:: EXERCISE TASK 1 ::
List every tool name beginning with "signoz:signoz_" that appears in the SigNoz alert-creation text, counting each name once.
:: EXERCISE TASK 2 ::
Pick up the SigNoz alert-creation text after its final line and extend it with what would naturally come next.

:: DOCUMENT EXTRACT ::

This skill calls SigNoz MCP server tools (signoz:signoz_create_alert, signoz:signoz_list_alert_rules, signoz:signoz_get_field_keys, etc.). Before running the workflow, confirm the signoz:signoz_* tools are available. If they are not, run signoz-mcp-setup first to initialize or repair the MCP connection. Do not try to fall back to raw HTTP calls or fabricate alert configs without the MCP tools.

When to use

Use this skill when the user wants to:

Do NOT use when the user wants to:

Required inputs (strict)

Alert creation is a write operation against a shared system. Guessing here creates noisy alerts on the wrong service that someone else has to clean up. The skill enforces a strict input contract:

Input Required Source if missing
Alert intent (NL goal) yes $ARGUMENTS or recent user turn
Resource attribute filter (e.g. service.name, k8s.namespace.name, host.name) yes discover via signoz:signoz_get_field_keys + signoz:signoz_get_field_values
Threshold value(s) inferred from intent derive a sensible default and surface in the preview
Severity inferred from intent default warning; promote to critical only if user said “page”, “wake up”, “critical”

:: GIVEN DATA ::

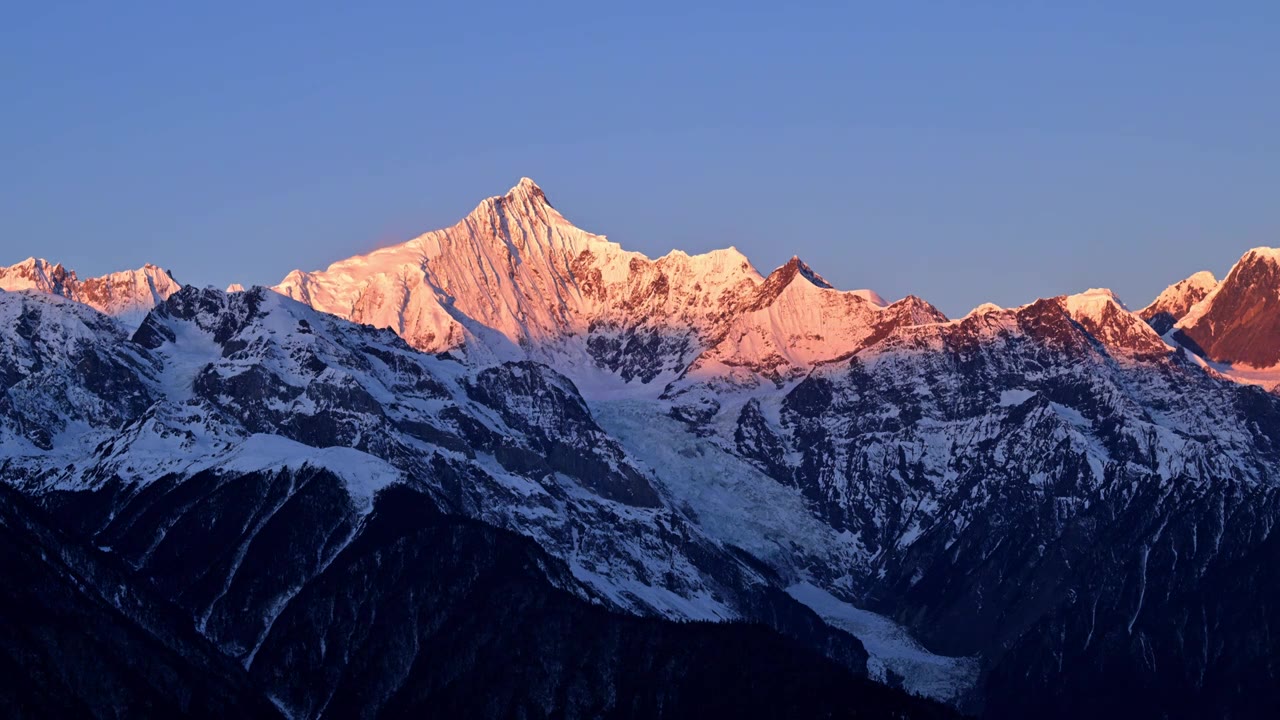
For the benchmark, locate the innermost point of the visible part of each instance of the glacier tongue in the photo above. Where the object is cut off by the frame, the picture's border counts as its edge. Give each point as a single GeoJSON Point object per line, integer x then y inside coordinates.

:: TASK OUTPUT 1 ::
signoz:signoz_create_alert
signoz:signoz_list_alert_rules
signoz:signoz_get_field_keys
signoz:signoz_get_field_values

:: TASK OUTPUT 2 ::
Notification channel yes signoz:signoz_list_notification_channels + offer “create new”

If a required input is missing and cannot be discovered, stop before calling any write tool and ask the user. The host application decides how the question is surfaced (a structured clarification tool, inline <assistant_question> tags, an interactive prompt, etc.) — follow the host’s UI rendering rules.

What to include in the question:

In autonomous mode (no human), escalate to the caller or fill the gap from upstream context. Either way, do not proceed to signoz:signoz_create_alert with a guessed value.

Workflow

Step 1: Parse intent and check what’s missing

Extract from the user’s request:

  1. What to monitor — signal type (metrics / logs / traces / exceptions) and the specific condition (CPU, error rate, p99 latency, log count, …).
  2. Resource scope — which service, host, namespace, or environment.
  3. Threshold — numeric value and comparison (“above 80%”, “below 100/s”).
  4. Severity — implicit from urgency words (“page” → critical, default warning otherwise).
  5. Channel — explicit channel name if the user provided one.

Map signal phrasing to alert type:

User says alertType signal
metric, CPU, memory, latency, request rate METRIC_BASED_ALERT metrics
log, error logs, log volume, log pattern LOGS_BASED_ALERT logs
trace, span, latency p99, slow requests TRACES_BASED_ALERT traces
exception, stack trace, crash EXCEPTIONS_BASED_ALERT (clickhouse_sql)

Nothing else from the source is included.